BLOC DE TEXTE >>
▼▼▼

Grégoire KAUFFMANN L'enlèvement

Publié le par Henri LOURDOU

Grégoire KAUFFMANN L'enlèvement
D'un événement oublié aux questions cruciales d'aujourd'hui
Grégoire KAUFFMANN
L'enlèvement
Flammarion , septembre 2023, 390 p.

 

 

Honnêtement, je ne m'attendais pas à être aussi embarqué dans ce récit de l'enlèvement du journaliste Jean-Paul KAUFFMANN au Liban entre le 22 mai 1985 et le 4 mai 1988.

Rédigé par son fils, il échappe aux faiblesses habituelles des "histoires intimes", sans doute en raison du fait que celui-ci est un historien de métier.

Il nous rend ainsi incroyablement vivante la restitution de ces années où la Gauche a basculé du côté obscur, après sa victoire électorale en trompe l'oeil de 1981.

C'est donc tout autant, sinon plus, l'analyse de cette dérive que celle du combat de sa mère pour la libération de son mari ou d'une adolescence bousculée qui a retenu mon attention.

▲▲▲

ACTIONS À MENER >>
#1 Les affirmations suivantes concordent-elles avec le compte rendu du livre L'enlèvement ? Répondez par oui ou par non à chacune, en citant les mots du compte rendu qui tranchent. (a) L'enlèvement du journaliste a pris fin le 4 mai 1988. (b) Le livre a été écrit par le frère du journaliste. (c) Le livre compte 390 pages.
#2 D'après le compte rendu du livre L'enlèvement, quel est le métier de l'auteur du livre ?
#3 Poursuivez le compte rendu du livre L'enlèvement en reprenant juste après sa dernière phrase.
Les lignes ci-dessous n'ont aucun lien avec le compte rendu du livre L'enlèvement.

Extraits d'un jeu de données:
▼▼▼

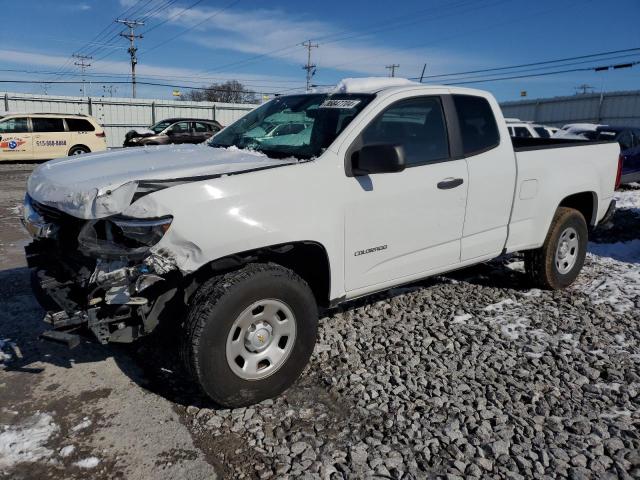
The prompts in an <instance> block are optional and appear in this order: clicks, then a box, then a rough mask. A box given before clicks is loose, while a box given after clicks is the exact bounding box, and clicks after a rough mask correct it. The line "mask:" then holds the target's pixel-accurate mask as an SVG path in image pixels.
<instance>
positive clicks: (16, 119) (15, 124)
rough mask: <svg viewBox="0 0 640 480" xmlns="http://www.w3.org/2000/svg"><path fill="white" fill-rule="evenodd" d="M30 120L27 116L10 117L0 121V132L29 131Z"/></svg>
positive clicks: (27, 131)
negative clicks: (20, 116) (6, 118)
mask: <svg viewBox="0 0 640 480" xmlns="http://www.w3.org/2000/svg"><path fill="white" fill-rule="evenodd" d="M28 132H29V121H28V119H27V118H26V117H17V118H8V119H6V120H1V121H0V134H2V133H28Z"/></svg>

▲▲▲

RÉPONSES PAR POINT >>
#1
(a) Oui : « entre le 22 mai 1985 et le 4 mai 1988 ».
(b) Non : « Rédigé par son fils ».
(c) Oui : « 390 p. ».

#2 Il est historien de métier.

#3
Ce récit très bien documenté à partir des archives du comité des Amis de Jean-Paul KAUFFMANN , nous livre des éléments très suggestifs d'analyse des faiblesses de cette Gauche issue de mai 68.

En particulier son mélange de sectarisme, d'arrogance, d'incohérence, d'inorganisation et de naïveté.

Ces défauts n'empêchent pas l'existence parallèle d'éminentes qualités que sont la générosité, la solidarité , la persévérance et le désintéressement, mais ils en limitent malheureusement la portée, et ont, incontestablement, favorisé la dérive politique générale de ces terribles années 80.

 

Pour autant, nous n'oublions pas le propos principal de l'auteur qui est avant tout de raconter une "histoire intime de l'affaire des otages français au Liban".

 

 

Les otages français au Liban : un double produit de la guerre civile et du contentieux franco-iranien.

 

Cette guerre civile libanaise, qui a duré de 1975 à 1990, a produit un contexte favorable aux groupes armés anonymes spécialisés dans l'enlèvement et le racket.

Dans ce contexte, des puissances étrangères peuvent tirer les ficelles dans l'ombre pour régler des comptes avec d'autres puissances.

C'est exactement ce qui s'est produit avec l'enlèvement de Jean-Paul KAUFFMANN, journaliste envoyé spécial de l'hebdomadaire "L'Événement du jeudi", créé et dirigé par Jean-François KAHN, et du chercheur Michel SEURAT, résident à Beyrouth, arabisant spécialiste de l'Islam politique, à leur arrivée à l'aéroport de Beyrouth le 22 mai 1985.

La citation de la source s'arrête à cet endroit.